### [WHAT THE TASK REQUIRES]
Copy out exactly the lines below that run from the one holding "Guideline: mark the wooden bowl with" to the one holding "[[340, 657]]", keeping both of those lines and no others.

-=-=-=-=-

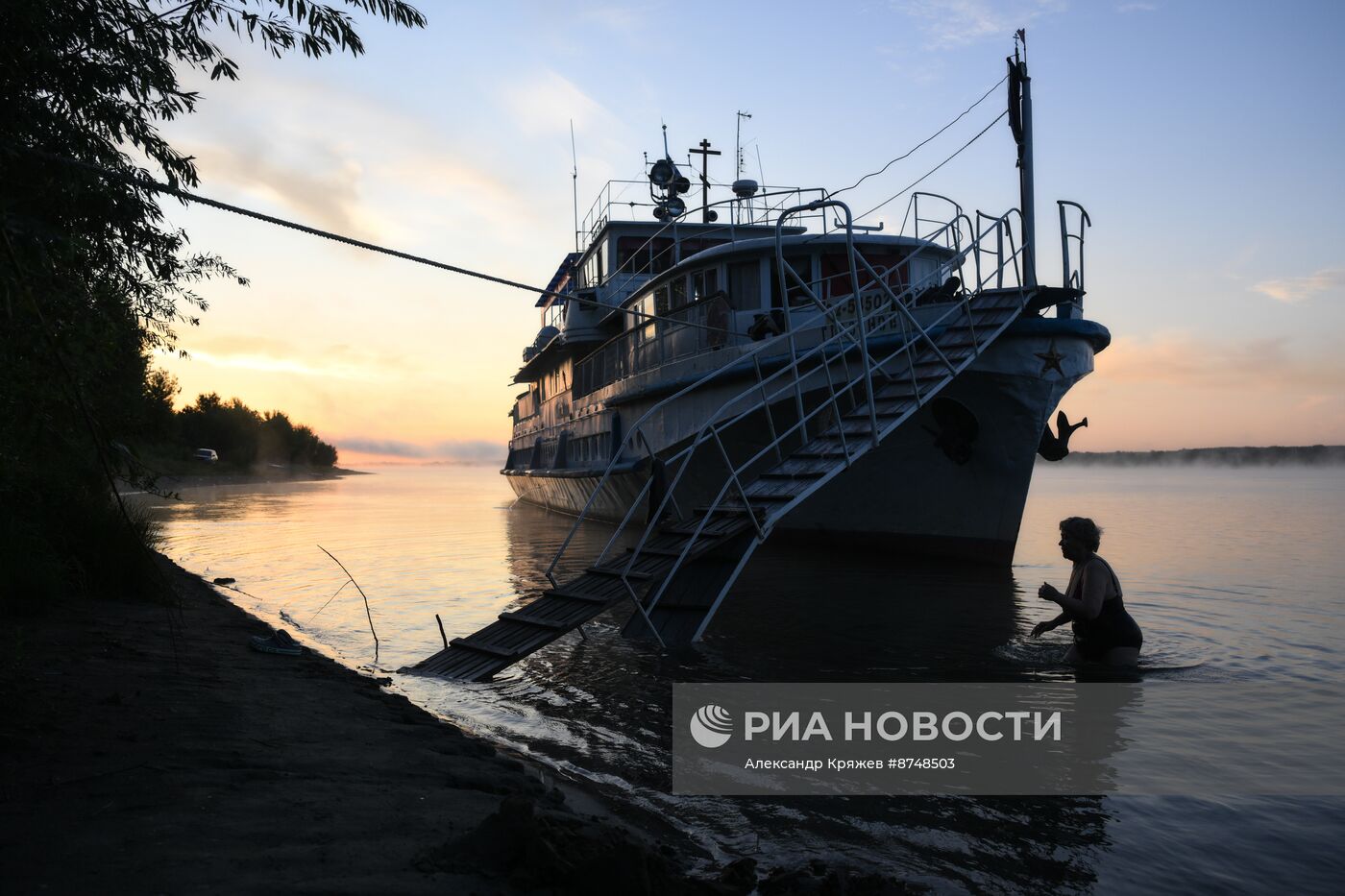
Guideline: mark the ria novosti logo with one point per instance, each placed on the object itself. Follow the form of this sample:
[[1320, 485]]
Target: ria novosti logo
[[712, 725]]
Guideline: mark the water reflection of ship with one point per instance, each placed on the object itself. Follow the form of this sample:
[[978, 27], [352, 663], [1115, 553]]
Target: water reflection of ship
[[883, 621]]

-=-=-=-=-

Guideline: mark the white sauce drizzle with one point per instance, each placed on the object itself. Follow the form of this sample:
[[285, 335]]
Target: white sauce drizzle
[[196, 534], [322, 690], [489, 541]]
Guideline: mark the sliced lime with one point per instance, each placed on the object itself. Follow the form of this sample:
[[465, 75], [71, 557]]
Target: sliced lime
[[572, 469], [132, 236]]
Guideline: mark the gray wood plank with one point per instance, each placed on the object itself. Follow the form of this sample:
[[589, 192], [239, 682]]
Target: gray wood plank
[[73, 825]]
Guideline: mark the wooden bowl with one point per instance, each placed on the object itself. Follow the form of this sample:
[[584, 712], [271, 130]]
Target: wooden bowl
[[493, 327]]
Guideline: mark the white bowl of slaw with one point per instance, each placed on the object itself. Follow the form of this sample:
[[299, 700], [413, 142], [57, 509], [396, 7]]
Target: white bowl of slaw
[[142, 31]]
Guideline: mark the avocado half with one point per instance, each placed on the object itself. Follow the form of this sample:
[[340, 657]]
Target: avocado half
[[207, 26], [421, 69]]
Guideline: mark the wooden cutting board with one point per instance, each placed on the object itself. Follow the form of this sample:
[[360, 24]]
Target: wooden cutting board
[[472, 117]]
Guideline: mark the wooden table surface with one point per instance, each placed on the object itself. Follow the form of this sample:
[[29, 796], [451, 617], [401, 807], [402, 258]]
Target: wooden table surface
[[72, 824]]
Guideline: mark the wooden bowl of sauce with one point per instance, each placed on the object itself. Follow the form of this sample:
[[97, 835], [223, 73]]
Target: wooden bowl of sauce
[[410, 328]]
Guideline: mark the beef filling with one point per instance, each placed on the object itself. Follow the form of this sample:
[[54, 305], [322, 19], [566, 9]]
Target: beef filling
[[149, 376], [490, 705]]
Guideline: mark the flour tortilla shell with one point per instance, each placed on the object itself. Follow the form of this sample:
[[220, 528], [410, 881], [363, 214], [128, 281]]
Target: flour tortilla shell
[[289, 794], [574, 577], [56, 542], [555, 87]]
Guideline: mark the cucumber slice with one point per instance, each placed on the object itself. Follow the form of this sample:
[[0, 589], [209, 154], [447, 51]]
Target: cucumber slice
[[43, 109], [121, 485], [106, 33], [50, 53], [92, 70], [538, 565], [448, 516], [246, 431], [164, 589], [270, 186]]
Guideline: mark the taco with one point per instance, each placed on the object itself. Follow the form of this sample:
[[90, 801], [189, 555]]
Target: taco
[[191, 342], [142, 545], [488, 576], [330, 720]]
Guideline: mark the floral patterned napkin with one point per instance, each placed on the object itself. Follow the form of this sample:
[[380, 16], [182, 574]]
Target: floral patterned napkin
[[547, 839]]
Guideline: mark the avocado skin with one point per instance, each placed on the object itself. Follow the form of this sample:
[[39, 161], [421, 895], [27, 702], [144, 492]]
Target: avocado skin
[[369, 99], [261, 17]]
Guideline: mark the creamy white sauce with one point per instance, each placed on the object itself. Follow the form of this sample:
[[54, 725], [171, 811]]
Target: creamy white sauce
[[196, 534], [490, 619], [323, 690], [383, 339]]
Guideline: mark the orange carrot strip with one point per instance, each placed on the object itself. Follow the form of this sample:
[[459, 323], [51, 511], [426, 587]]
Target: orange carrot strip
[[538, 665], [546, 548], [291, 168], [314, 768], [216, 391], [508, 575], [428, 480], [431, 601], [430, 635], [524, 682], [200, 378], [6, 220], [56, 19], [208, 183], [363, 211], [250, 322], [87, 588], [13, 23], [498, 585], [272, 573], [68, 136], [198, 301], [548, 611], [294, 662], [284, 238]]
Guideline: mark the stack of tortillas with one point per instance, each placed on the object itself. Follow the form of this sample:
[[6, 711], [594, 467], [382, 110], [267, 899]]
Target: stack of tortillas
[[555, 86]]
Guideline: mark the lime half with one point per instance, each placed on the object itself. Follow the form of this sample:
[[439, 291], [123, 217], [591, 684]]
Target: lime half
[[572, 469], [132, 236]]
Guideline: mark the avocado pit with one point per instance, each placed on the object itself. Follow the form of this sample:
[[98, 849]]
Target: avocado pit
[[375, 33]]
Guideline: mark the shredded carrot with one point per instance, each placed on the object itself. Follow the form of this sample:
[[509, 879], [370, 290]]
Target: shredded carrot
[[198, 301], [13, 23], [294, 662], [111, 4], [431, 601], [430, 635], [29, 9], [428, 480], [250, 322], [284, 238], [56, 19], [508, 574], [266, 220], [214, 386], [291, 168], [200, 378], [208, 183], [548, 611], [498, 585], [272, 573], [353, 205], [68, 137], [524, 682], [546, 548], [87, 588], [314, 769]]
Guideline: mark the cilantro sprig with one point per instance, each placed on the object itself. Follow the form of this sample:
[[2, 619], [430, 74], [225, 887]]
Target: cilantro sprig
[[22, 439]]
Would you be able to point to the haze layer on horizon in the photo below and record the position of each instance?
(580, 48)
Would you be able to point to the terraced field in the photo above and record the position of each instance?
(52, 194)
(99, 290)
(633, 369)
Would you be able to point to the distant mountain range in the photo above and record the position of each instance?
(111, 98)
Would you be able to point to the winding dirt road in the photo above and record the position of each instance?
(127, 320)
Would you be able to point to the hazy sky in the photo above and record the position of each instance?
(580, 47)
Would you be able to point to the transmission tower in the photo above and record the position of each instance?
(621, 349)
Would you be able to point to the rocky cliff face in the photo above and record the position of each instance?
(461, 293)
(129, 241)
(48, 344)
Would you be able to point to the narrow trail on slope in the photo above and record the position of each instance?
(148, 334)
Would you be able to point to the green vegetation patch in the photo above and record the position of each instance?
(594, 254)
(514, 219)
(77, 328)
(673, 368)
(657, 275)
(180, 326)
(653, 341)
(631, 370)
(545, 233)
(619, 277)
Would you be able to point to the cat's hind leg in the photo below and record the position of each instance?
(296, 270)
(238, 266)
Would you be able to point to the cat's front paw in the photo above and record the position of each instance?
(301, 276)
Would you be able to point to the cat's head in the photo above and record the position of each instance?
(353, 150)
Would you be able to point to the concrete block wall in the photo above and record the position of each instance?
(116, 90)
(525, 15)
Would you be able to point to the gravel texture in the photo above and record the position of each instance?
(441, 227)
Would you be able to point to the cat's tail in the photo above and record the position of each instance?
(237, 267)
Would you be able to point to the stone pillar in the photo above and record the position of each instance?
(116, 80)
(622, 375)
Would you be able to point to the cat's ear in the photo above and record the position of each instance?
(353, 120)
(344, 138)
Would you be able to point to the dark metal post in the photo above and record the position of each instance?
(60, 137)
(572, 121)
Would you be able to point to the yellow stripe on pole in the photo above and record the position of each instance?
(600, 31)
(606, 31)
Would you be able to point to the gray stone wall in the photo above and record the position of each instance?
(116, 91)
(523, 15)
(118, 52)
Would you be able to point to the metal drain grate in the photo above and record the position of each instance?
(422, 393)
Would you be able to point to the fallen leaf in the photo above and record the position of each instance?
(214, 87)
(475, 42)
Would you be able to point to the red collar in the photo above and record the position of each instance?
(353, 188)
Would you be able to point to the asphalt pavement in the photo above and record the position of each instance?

-=-=-=-=-

### [EXERCISE SOLUTION]
Guideline: mark the wooden bowl with one point per instance, each placed on the object itself. Follow the form of this sample:
[[584, 712], [271, 130]]
Target: wooden bowl
[[493, 327]]
Guideline: mark the white bowl of slaw with one point per instance, each placed on the object itself. Follow the form of this sample:
[[299, 700], [413, 142], [57, 509], [396, 7]]
Target: white bowl of slaw
[[142, 31]]
Guideline: mark the avocado half with one point per instance, each placed on the object itself. Follow the form of this sample:
[[340, 657]]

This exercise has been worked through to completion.